# Extracted material:
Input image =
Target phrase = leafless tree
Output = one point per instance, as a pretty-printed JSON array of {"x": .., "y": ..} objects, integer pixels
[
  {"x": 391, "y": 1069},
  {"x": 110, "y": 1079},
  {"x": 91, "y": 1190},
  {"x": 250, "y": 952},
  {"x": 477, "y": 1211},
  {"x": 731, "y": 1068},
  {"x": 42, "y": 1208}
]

# Assignment:
Extract each entry in full and write it down exactly.

# Exercise output:
Input image =
Target phrase = leafless tree
Output = one point per instance, as a pretty-printed JSON array of {"x": .., "y": ..} objects, integer pixels
[
  {"x": 391, "y": 1069},
  {"x": 110, "y": 1079},
  {"x": 91, "y": 1190},
  {"x": 250, "y": 952},
  {"x": 477, "y": 1211},
  {"x": 731, "y": 1068},
  {"x": 42, "y": 1208}
]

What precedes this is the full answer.